> **GIVEN PASSAGE**:
Content starts

A teenager in Scotland has died after taking part in the ice bucket challenge, the fundraising craze that involves people having ice-cold water poured over their heads and sharing video footage of the act on social media.
Cameron Lancaster, 18, reportedly took part in the challenge on Sunday evening at Prestonhill Quarry in Inverkeithing, Fife. He did the challenge and then jumped into the quarry, but didn’t resurface, according to reports.
Lancaster’s death is the first to have been linked to the ice bucket challenge. As of this morning, the craze had raised more than £1m in the UK for the Motor Neurone Disease Association.
Macmillan Cancer Support, which has also received donations totalling more than £2m from the challenge, has been criticised for allegedly "hijacking" a campaign that has raised more than £48m in the US for the ALS Association, which supports people with motor neurone disease.
Macmillan attracted complaints on Twitter after it launched a paid-for campaign, using Google AdWords and Facebook adverts, to promote the challenge.
This means that people searching for the term "ice bucket challenge" using Google will see a link at the top of the search results directing them to the challenge on the Macmillan website.
Ben Welch, head of fundraising development at Macmillan, said it was not trying to hijack the campaign.
"We do not actively use Google with other charities’ terms in mind," he said. "We are listening to feedback and constantly reviewing and revising our campaign."
Macmillan said it received its first donation from the challenge on 23 July and decided to promote it more widely after its supporters noticed that several cancer charities based in New Zealand were raising money through the craze.
It said the campaign was not started by any one charity but by supporters and that it had wanted to be more proactive after being criticised for holding back during the #nomakeupselfie campaign, which raised £8m for Cancer Research UK in six days earlier this year.

Content ends

> **TASKS**:
1. In the ice bucket challenge article, reproduce everything from "This means that" down to "through the craze.".
2. According to the ice bucket challenge article, on what date did Macmillan receive its first donation from the challenge?
3. Translate this sentence from the ice bucket challenge article into Spanish: "Ben Welch, head of fundraising development at Macmillan, said it was not trying to hijack the campaign."
The rows that follow this article are unrelated to it and should be treated as separate material.

> **RAW DATA**:

Content starts

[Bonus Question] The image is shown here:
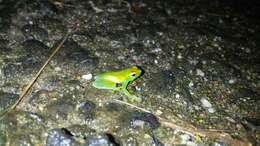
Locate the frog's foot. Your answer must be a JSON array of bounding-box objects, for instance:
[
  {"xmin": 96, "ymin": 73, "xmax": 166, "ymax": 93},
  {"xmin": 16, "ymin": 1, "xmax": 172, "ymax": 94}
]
[
  {"xmin": 122, "ymin": 89, "xmax": 142, "ymax": 103},
  {"xmin": 128, "ymin": 95, "xmax": 142, "ymax": 103}
]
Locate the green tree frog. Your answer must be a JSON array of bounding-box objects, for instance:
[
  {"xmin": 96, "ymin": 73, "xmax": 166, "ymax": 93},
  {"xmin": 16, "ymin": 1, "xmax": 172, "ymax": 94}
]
[{"xmin": 93, "ymin": 66, "xmax": 142, "ymax": 102}]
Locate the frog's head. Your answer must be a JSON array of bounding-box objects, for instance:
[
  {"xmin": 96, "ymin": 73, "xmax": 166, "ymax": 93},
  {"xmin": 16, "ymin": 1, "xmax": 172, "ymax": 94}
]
[{"xmin": 127, "ymin": 66, "xmax": 142, "ymax": 81}]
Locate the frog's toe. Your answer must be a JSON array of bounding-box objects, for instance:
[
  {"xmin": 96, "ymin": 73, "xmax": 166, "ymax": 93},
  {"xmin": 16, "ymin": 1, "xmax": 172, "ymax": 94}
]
[{"xmin": 128, "ymin": 95, "xmax": 142, "ymax": 103}]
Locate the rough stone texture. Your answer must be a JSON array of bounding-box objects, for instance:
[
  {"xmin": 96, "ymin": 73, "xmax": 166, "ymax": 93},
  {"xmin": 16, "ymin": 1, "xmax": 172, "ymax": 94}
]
[{"xmin": 0, "ymin": 0, "xmax": 260, "ymax": 146}]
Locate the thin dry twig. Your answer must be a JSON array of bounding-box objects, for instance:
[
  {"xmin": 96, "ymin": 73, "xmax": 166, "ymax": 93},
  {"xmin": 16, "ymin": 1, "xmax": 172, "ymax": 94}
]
[
  {"xmin": 113, "ymin": 99, "xmax": 250, "ymax": 146},
  {"xmin": 0, "ymin": 32, "xmax": 70, "ymax": 120}
]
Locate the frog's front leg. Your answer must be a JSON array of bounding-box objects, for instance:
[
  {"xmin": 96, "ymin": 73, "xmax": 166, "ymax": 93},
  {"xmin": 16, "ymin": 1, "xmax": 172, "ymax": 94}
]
[{"xmin": 121, "ymin": 83, "xmax": 142, "ymax": 102}]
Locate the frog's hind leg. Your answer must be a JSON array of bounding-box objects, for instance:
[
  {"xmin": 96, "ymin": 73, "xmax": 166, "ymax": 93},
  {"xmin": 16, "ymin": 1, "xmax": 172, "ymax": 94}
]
[{"xmin": 122, "ymin": 89, "xmax": 142, "ymax": 102}]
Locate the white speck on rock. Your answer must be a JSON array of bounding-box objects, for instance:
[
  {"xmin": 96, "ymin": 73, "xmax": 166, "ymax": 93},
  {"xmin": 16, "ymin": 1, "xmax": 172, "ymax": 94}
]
[
  {"xmin": 200, "ymin": 97, "xmax": 212, "ymax": 108},
  {"xmin": 177, "ymin": 54, "xmax": 182, "ymax": 59},
  {"xmin": 228, "ymin": 79, "xmax": 236, "ymax": 84},
  {"xmin": 196, "ymin": 69, "xmax": 205, "ymax": 77},
  {"xmin": 154, "ymin": 59, "xmax": 158, "ymax": 64},
  {"xmin": 208, "ymin": 108, "xmax": 215, "ymax": 113},
  {"xmin": 81, "ymin": 73, "xmax": 92, "ymax": 80},
  {"xmin": 54, "ymin": 67, "xmax": 61, "ymax": 71},
  {"xmin": 180, "ymin": 134, "xmax": 191, "ymax": 144}
]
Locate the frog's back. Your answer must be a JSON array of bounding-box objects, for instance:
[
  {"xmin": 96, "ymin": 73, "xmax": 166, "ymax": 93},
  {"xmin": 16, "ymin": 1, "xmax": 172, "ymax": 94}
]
[{"xmin": 95, "ymin": 71, "xmax": 125, "ymax": 83}]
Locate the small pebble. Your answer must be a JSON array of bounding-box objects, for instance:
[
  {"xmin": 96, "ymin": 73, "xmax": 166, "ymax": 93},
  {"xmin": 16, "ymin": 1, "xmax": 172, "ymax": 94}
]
[
  {"xmin": 200, "ymin": 97, "xmax": 212, "ymax": 108},
  {"xmin": 196, "ymin": 69, "xmax": 205, "ymax": 77}
]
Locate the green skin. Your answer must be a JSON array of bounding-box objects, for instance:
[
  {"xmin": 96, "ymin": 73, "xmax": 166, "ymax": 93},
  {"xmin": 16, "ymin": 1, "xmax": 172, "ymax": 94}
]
[{"xmin": 93, "ymin": 66, "xmax": 142, "ymax": 102}]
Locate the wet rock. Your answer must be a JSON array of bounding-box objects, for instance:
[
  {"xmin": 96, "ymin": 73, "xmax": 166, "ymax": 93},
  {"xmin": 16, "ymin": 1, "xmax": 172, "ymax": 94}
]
[
  {"xmin": 57, "ymin": 40, "xmax": 98, "ymax": 71},
  {"xmin": 45, "ymin": 96, "xmax": 75, "ymax": 120},
  {"xmin": 84, "ymin": 134, "xmax": 118, "ymax": 146},
  {"xmin": 22, "ymin": 24, "xmax": 48, "ymax": 41},
  {"xmin": 127, "ymin": 112, "xmax": 160, "ymax": 131},
  {"xmin": 0, "ymin": 91, "xmax": 18, "ymax": 111},
  {"xmin": 22, "ymin": 39, "xmax": 50, "ymax": 58},
  {"xmin": 145, "ymin": 135, "xmax": 164, "ymax": 146},
  {"xmin": 147, "ymin": 70, "xmax": 175, "ymax": 96},
  {"xmin": 66, "ymin": 125, "xmax": 96, "ymax": 139},
  {"xmin": 0, "ymin": 36, "xmax": 10, "ymax": 52},
  {"xmin": 46, "ymin": 129, "xmax": 73, "ymax": 146},
  {"xmin": 78, "ymin": 100, "xmax": 96, "ymax": 120},
  {"xmin": 2, "ymin": 55, "xmax": 41, "ymax": 77}
]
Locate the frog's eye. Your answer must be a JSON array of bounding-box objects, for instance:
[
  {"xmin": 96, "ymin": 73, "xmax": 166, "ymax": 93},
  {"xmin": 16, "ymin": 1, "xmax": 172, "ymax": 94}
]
[{"xmin": 130, "ymin": 72, "xmax": 136, "ymax": 77}]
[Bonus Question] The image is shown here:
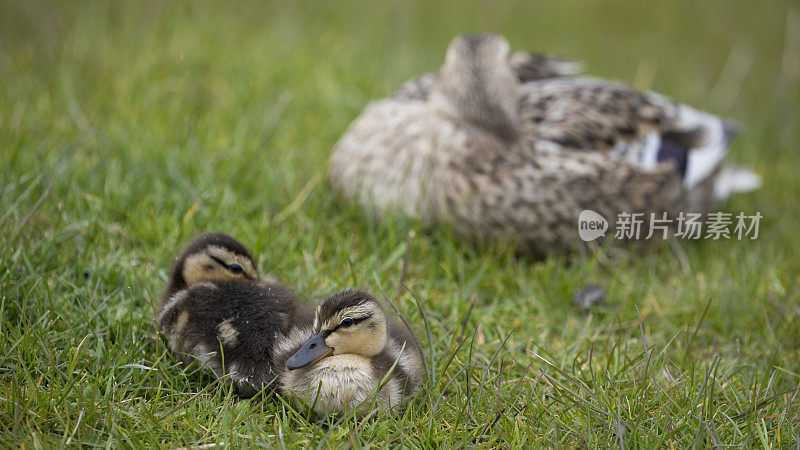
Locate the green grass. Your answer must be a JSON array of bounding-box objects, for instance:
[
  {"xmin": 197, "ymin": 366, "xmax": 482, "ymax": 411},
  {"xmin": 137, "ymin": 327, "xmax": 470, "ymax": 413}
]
[{"xmin": 0, "ymin": 0, "xmax": 800, "ymax": 448}]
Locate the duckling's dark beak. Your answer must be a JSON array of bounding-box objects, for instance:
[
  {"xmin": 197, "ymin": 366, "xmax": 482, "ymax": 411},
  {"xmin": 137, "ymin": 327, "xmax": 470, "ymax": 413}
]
[{"xmin": 286, "ymin": 333, "xmax": 333, "ymax": 370}]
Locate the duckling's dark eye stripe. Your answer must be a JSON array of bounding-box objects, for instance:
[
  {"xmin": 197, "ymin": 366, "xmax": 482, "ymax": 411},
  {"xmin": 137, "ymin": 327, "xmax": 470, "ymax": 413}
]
[
  {"xmin": 208, "ymin": 255, "xmax": 228, "ymax": 269},
  {"xmin": 330, "ymin": 314, "xmax": 372, "ymax": 333}
]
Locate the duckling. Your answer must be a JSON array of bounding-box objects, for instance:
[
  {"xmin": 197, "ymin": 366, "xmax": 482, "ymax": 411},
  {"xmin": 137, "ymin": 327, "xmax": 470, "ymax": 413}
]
[
  {"xmin": 274, "ymin": 290, "xmax": 425, "ymax": 415},
  {"xmin": 328, "ymin": 35, "xmax": 760, "ymax": 255},
  {"xmin": 156, "ymin": 233, "xmax": 296, "ymax": 396}
]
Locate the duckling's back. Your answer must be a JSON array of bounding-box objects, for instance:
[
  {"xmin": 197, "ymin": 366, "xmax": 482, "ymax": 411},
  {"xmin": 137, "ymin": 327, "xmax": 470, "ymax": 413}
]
[{"xmin": 156, "ymin": 280, "xmax": 295, "ymax": 395}]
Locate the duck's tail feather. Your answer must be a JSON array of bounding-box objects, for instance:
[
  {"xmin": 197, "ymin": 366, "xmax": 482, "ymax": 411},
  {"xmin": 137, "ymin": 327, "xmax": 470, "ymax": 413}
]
[
  {"xmin": 714, "ymin": 165, "xmax": 761, "ymax": 202},
  {"xmin": 678, "ymin": 105, "xmax": 738, "ymax": 190}
]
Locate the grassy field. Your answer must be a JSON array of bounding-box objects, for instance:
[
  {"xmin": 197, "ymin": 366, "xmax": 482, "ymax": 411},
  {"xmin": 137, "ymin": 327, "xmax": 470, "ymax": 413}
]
[{"xmin": 0, "ymin": 0, "xmax": 800, "ymax": 448}]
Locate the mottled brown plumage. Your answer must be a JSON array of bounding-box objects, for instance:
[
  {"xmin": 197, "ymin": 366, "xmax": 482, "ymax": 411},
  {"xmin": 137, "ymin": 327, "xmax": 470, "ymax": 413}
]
[{"xmin": 329, "ymin": 36, "xmax": 757, "ymax": 254}]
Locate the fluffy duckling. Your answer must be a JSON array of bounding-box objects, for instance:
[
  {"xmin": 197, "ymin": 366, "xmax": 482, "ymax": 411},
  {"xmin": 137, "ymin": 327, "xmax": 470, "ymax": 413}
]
[
  {"xmin": 275, "ymin": 290, "xmax": 425, "ymax": 415},
  {"xmin": 156, "ymin": 233, "xmax": 296, "ymax": 396},
  {"xmin": 329, "ymin": 35, "xmax": 759, "ymax": 254}
]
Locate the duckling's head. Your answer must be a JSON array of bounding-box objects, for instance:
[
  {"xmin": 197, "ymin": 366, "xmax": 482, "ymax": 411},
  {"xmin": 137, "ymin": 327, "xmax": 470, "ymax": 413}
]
[
  {"xmin": 430, "ymin": 34, "xmax": 519, "ymax": 140},
  {"xmin": 286, "ymin": 290, "xmax": 387, "ymax": 370},
  {"xmin": 165, "ymin": 233, "xmax": 258, "ymax": 298}
]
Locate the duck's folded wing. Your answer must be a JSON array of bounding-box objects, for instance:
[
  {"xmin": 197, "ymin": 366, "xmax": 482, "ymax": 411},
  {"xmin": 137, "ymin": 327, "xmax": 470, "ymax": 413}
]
[
  {"xmin": 520, "ymin": 78, "xmax": 735, "ymax": 187},
  {"xmin": 392, "ymin": 52, "xmax": 583, "ymax": 101}
]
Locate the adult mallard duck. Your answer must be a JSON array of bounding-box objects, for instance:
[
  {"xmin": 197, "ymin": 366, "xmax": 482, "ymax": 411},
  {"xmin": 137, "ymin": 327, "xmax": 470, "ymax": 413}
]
[
  {"xmin": 274, "ymin": 290, "xmax": 425, "ymax": 415},
  {"xmin": 329, "ymin": 35, "xmax": 759, "ymax": 254}
]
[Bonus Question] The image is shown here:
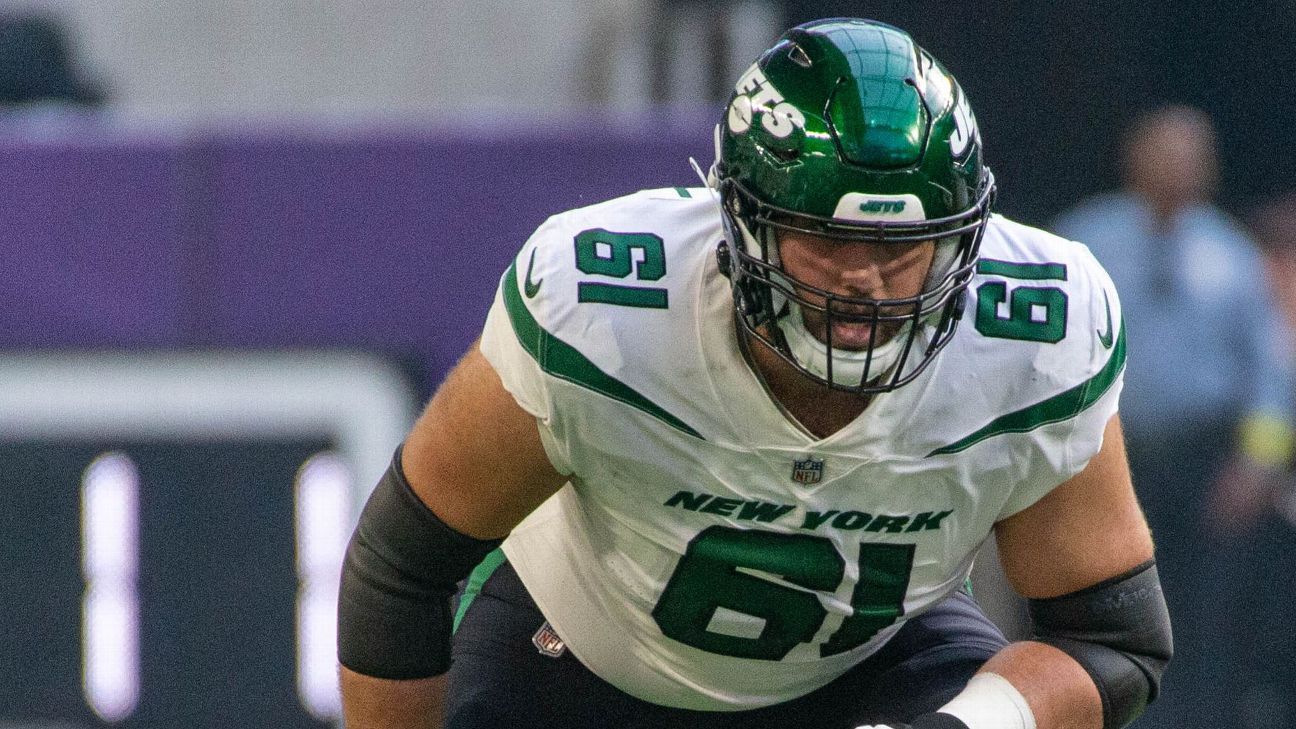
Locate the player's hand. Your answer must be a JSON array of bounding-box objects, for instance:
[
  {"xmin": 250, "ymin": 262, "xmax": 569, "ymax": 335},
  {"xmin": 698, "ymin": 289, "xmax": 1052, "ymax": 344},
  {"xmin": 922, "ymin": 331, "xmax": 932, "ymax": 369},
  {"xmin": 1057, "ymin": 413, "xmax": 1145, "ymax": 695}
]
[{"xmin": 855, "ymin": 711, "xmax": 968, "ymax": 729}]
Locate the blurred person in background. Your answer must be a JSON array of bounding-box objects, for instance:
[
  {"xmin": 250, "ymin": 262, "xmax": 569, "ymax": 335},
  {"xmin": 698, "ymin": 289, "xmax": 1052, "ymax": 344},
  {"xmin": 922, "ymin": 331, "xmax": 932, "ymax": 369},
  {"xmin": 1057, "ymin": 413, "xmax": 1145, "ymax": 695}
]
[
  {"xmin": 1220, "ymin": 191, "xmax": 1296, "ymax": 729},
  {"xmin": 1054, "ymin": 106, "xmax": 1293, "ymax": 729},
  {"xmin": 0, "ymin": 13, "xmax": 104, "ymax": 110},
  {"xmin": 338, "ymin": 18, "xmax": 1172, "ymax": 729}
]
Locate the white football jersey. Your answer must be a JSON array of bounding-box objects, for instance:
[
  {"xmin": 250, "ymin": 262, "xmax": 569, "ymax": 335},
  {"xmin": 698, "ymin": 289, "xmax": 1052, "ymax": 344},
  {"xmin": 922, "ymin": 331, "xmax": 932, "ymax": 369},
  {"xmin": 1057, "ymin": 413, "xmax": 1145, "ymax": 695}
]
[{"xmin": 481, "ymin": 188, "xmax": 1125, "ymax": 711}]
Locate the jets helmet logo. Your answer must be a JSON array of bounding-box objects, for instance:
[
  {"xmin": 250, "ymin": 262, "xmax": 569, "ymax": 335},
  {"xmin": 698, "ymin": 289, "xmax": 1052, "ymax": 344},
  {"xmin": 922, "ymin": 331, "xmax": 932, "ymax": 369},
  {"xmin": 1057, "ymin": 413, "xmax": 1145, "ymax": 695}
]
[
  {"xmin": 950, "ymin": 93, "xmax": 981, "ymax": 160},
  {"xmin": 728, "ymin": 64, "xmax": 806, "ymax": 139}
]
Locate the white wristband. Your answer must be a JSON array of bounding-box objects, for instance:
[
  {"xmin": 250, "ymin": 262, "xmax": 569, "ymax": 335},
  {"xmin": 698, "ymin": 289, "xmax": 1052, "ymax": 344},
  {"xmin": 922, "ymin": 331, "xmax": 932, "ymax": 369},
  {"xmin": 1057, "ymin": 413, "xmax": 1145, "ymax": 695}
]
[{"xmin": 937, "ymin": 671, "xmax": 1036, "ymax": 729}]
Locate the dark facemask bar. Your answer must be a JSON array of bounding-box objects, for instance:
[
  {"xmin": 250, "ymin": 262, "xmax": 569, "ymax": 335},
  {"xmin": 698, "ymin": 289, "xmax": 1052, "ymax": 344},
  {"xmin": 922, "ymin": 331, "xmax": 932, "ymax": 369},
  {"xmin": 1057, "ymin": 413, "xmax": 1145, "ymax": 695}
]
[{"xmin": 722, "ymin": 170, "xmax": 994, "ymax": 394}]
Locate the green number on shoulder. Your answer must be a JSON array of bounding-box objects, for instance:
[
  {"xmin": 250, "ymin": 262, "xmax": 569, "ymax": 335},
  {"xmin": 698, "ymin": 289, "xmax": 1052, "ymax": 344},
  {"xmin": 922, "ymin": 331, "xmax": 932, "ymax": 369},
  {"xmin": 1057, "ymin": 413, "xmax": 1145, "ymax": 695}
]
[
  {"xmin": 652, "ymin": 527, "xmax": 914, "ymax": 660},
  {"xmin": 976, "ymin": 259, "xmax": 1067, "ymax": 344},
  {"xmin": 575, "ymin": 228, "xmax": 667, "ymax": 309}
]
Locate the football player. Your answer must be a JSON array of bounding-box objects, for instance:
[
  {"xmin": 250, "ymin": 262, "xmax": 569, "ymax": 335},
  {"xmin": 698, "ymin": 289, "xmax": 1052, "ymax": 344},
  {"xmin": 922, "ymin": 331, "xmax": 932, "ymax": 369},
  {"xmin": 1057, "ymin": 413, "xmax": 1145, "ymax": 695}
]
[{"xmin": 338, "ymin": 18, "xmax": 1170, "ymax": 729}]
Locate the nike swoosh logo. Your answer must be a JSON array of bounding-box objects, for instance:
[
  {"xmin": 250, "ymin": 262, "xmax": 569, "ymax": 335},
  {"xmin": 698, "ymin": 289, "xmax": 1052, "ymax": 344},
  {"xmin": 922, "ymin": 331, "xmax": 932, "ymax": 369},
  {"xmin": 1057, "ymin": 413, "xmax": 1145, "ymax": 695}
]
[
  {"xmin": 1095, "ymin": 288, "xmax": 1112, "ymax": 349},
  {"xmin": 522, "ymin": 248, "xmax": 541, "ymax": 298}
]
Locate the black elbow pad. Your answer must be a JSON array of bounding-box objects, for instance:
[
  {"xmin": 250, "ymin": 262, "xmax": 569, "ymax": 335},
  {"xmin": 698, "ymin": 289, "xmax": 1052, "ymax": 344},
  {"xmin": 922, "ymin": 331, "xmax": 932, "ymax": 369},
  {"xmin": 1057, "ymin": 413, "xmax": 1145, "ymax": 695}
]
[
  {"xmin": 1030, "ymin": 560, "xmax": 1174, "ymax": 729},
  {"xmin": 337, "ymin": 449, "xmax": 500, "ymax": 678}
]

Content ends

> **ANSWERS BY ITEM**:
1.
This means that people searching for the term "ice bucket challenge" using Google will see a link at the top of the search results directing them to the challenge on the Macmillan website.
Ben Welch, head of fundraising development at Macmillan, said it was not trying to hijack the campaign.
"We do not actively use Google with other charities’ terms in mind," he said. "We are listening to feedback and constantly reviewing and revising our campaign."
Macmillan said it received its first donation from the challenge on 23 July and decided to promote it more widely after its supporters noticed that several cancer charities based in New Zealand were raising money through the craze.

2. 23 July

3. Ben Welch, jefe de desarrollo de recaudación de fondos de Macmillan, dijo que no estaba intentando apropiarse de la campaña.